_To be done_
Rewrite the data below, starting with the line with "of the cardboard" and going on through the line with "x=922 y=326", both included. Adjust every x and y coordinate in the answers by -35, and copy all other lines in that span unchanged.

Material shown start

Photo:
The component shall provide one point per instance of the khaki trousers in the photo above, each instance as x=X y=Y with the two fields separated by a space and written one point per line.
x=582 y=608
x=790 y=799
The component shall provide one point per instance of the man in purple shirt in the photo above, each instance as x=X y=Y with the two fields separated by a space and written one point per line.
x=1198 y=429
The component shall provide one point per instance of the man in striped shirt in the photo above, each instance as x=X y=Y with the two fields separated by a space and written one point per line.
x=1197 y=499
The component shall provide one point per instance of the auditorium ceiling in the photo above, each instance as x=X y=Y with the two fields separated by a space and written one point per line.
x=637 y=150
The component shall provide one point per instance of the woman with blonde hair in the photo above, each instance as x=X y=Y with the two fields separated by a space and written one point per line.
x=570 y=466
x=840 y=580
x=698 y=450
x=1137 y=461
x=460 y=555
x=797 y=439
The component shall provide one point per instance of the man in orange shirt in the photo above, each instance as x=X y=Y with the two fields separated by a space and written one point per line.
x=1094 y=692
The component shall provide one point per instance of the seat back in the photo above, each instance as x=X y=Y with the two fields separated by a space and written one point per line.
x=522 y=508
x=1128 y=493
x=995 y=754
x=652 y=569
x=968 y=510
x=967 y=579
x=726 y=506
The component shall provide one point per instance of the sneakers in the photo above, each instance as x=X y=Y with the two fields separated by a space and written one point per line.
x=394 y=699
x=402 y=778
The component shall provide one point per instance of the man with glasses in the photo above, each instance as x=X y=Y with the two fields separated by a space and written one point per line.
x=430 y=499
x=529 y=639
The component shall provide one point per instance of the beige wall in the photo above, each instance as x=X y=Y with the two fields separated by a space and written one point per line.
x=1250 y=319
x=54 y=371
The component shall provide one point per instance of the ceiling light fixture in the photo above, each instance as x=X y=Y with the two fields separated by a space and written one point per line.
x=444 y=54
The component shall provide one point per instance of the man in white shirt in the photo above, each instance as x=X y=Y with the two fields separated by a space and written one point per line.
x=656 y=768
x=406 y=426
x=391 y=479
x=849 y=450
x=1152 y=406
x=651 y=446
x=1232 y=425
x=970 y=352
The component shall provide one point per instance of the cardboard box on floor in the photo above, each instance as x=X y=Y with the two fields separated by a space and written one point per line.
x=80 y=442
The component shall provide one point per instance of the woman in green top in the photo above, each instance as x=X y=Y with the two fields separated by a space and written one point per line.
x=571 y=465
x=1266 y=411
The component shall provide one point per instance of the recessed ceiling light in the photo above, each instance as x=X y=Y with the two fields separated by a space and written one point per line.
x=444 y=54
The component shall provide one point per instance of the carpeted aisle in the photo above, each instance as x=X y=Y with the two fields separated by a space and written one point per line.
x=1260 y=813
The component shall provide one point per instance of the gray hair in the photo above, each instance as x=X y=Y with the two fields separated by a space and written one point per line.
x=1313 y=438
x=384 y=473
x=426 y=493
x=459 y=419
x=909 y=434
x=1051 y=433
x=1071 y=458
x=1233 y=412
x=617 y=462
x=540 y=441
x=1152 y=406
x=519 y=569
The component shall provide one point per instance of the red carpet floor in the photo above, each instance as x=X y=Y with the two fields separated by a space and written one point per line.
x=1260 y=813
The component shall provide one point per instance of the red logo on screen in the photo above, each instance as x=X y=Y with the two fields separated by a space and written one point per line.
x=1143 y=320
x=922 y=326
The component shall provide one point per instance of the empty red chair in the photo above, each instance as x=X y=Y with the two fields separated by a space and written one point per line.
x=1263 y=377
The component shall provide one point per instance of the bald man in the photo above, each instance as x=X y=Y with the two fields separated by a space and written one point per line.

Material shown end

_Exercise result_
The component shall provide one point per instance of the cardboard box on floor in the photo above, each instance as x=X y=Y with the two fields separated by a space and written one point per line.
x=45 y=407
The component shall provide one point per instance of the woman in green top in the photo above, each instance as x=X y=Y with the two fields separated by a space and written one point per line.
x=536 y=430
x=1231 y=376
The component shall provide one point per instance of the recessed ceiling light in the photo above, each instance as x=X y=Y with the two fields separated by a space and written one point per line.
x=409 y=19
The component shall provide one point per instance of the carpeted aisle in the photo above, each instance as x=X y=Y with the two fields separated by a space and written one point per line.
x=1225 y=778
The component shall provide one point per instance of the gray hair in the photo above, each instance as x=X y=Y with the two fields separated by a space and written one point per line.
x=1278 y=403
x=349 y=438
x=391 y=458
x=424 y=384
x=874 y=399
x=1016 y=398
x=1036 y=423
x=1198 y=377
x=582 y=427
x=505 y=406
x=1117 y=371
x=484 y=534
The component shall provide one point per instance of the red carpet floor in the photo above, each instance as x=X y=Y with the two fields separated by a space and written one point per line.
x=1225 y=778
The component shall provide one point per instance of the red logo on screen in the photo above, each instance as x=X y=Y with the two fields separated by a space and written one point per line.
x=1108 y=285
x=887 y=291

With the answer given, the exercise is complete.